> Extracted text
Chief Circuit Judge Mark Switalski was so pleased with the results that he signed a contract with Google in late December for more than 300 court workers, encompassing the Probate, Juvenile, Friend of the Court and District Court Probation agencies.

Another advancement in productivity at the Clerk's Office that should be ready by late March will allow people tapped for jury duty to fill out their juror questionnaire online. Those who have an obvious reason to be excused can handle the matter 24/7 on the website without making a trip to the courthouse.

Currently, the clerk's staff handles 80,000 juror questionnaires per year and Sabaugh no longer has the manpower to alphabetize them. If a judge requests a juror's documentation, the staff has to shuffle through stacks of documents to find it. The new software will process and store all the information from each summons.

The system carries a price tag of $143,000 and an annual cost of $108,000 beginning in 2012. But because the Jury Room staff has been cut in half — down to one full-time and one part-time worker — Sabaugh said the online services are needed to reduce paperwork and maintain efficiency.

One final move toward the cutting edge was made by Sabaugh in recent weeks when she implemented a new type of permit for those who are licensed to carry a concealed weapon.

The new CCW licenses are similar to a driver license, each with a photo and signature that are saved in a digital database. According to Sabaugh, the licenses produced by this "IDentiphoto" technology are much harder to alter or duplicate.

Under the current system, workers print and prepare a paper license, attach a passport-style photo, and then laminate the finished product.

> Problem statement
Carry on the news excerpt above about the Clerk's Office technology changes, starting right after its last sentence.

> Source data
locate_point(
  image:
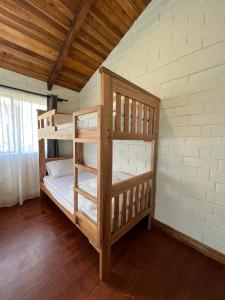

> Answer to this task
Because the Clerk's Office handled 8,000 CCW permits last year, the cumbersome manual process of preparing the paper licenses, not including other paperwork and overseeing gun board hearings, takes up manpower that equals several days per month for one worker.

The streamlined process has substantially reduced staff time and has been well-received by permit holders.

The change required $35,000 in start-up costs and requires $108,000 in annual expenses. Fees charged for the new permit photos will help defray the cost of this project and the online jury services.

In each case, the new technologies are financed through special spending accounts that are set aside for expenses at the courthouse, the Jury Room and related "special projects."

Sabaugh said the public is appreciative of her growing reliance on technology, such as the wireless Internet service in the Jury Room and the pagers that allow potential jurors to stroll or shop in downtown Mount Clemens while waiting to be summoned.

Last fall, Sabaugh began offering marriage license applications on her website. Already, half of all marriage licenses are now processed online.